* PROBLEM REQUIREMENTS
Out of the entries that follow, copy each line containing "plastic".

* PROVIDED INFORMATION
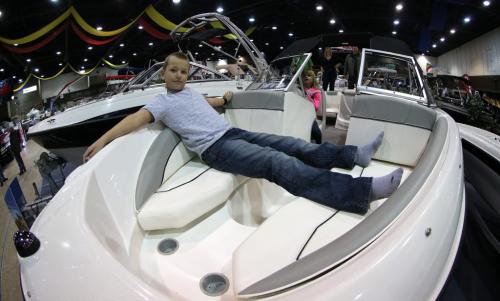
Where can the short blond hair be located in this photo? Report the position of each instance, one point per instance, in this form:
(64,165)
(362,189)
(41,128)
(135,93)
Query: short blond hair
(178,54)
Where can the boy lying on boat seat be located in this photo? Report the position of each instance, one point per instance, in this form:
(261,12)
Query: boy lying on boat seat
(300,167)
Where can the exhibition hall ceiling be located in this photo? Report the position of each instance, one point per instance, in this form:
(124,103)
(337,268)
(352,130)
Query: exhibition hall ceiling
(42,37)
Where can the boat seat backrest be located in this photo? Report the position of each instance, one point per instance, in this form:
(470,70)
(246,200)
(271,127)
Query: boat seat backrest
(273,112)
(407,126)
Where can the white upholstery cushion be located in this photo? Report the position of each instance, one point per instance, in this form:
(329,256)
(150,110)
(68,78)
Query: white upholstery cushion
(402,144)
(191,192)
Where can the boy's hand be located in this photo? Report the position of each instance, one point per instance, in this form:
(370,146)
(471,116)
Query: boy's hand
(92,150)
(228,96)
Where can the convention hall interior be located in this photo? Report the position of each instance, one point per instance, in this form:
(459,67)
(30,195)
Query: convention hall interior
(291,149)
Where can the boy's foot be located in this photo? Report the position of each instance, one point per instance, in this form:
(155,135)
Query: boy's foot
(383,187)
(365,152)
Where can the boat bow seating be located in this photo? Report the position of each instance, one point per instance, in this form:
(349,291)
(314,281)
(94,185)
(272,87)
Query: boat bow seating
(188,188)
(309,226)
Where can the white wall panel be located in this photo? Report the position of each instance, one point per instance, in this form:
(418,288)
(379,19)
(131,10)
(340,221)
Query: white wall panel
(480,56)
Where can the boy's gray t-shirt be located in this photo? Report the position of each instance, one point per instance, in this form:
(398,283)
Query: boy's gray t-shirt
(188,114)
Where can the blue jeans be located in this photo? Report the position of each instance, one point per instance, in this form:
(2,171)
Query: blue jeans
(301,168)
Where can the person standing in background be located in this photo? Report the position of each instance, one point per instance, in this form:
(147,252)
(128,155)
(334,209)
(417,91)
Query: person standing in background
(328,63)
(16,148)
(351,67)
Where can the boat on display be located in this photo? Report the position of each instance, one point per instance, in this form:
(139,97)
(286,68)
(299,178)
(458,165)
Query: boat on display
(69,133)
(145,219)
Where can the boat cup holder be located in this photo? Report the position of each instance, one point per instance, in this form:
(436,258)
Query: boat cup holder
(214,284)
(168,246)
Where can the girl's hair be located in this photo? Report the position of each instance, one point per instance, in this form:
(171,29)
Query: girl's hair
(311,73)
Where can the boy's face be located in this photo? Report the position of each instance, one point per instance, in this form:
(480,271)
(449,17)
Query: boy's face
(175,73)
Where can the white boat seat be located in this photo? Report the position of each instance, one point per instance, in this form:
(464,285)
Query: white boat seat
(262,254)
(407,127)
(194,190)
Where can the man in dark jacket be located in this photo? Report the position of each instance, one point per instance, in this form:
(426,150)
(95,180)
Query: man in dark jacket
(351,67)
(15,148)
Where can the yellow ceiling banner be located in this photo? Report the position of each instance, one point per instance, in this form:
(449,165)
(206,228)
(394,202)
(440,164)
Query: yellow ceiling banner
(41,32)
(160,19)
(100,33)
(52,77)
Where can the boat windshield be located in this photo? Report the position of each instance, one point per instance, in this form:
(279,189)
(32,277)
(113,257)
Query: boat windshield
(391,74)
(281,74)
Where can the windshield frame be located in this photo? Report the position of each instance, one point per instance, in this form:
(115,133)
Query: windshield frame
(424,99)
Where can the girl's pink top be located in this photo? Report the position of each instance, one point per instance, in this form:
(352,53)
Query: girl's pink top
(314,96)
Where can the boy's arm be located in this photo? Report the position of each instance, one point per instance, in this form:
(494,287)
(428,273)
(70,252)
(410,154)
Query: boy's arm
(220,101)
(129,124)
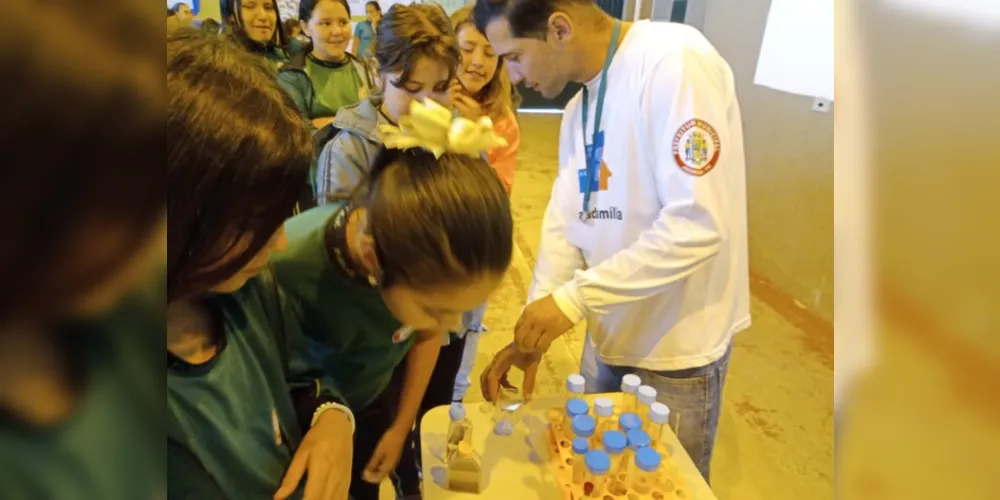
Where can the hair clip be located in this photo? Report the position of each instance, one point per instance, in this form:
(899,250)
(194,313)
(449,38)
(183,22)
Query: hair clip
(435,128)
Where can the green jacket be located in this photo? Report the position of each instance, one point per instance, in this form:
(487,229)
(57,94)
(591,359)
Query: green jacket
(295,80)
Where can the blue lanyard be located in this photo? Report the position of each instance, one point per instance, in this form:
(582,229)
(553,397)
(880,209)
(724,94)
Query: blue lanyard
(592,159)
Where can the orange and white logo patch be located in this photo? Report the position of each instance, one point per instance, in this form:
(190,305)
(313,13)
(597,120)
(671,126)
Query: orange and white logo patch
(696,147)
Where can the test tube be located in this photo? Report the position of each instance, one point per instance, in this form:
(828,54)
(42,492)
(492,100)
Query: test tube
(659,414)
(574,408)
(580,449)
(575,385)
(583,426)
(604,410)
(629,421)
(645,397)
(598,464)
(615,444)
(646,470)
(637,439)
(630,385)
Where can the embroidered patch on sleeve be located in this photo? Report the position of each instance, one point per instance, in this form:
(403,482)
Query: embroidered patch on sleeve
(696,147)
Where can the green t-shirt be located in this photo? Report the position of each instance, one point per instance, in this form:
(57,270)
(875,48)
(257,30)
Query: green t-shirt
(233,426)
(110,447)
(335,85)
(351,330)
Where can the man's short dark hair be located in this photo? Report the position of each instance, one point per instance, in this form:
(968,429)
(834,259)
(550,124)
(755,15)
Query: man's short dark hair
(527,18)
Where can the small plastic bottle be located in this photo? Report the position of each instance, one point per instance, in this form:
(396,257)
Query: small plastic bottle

* ANSWER AREA
Where can the small plastic bottle be located in this photo? Report the position of each instance, one point per instance, in this form:
Query: small plastic bottle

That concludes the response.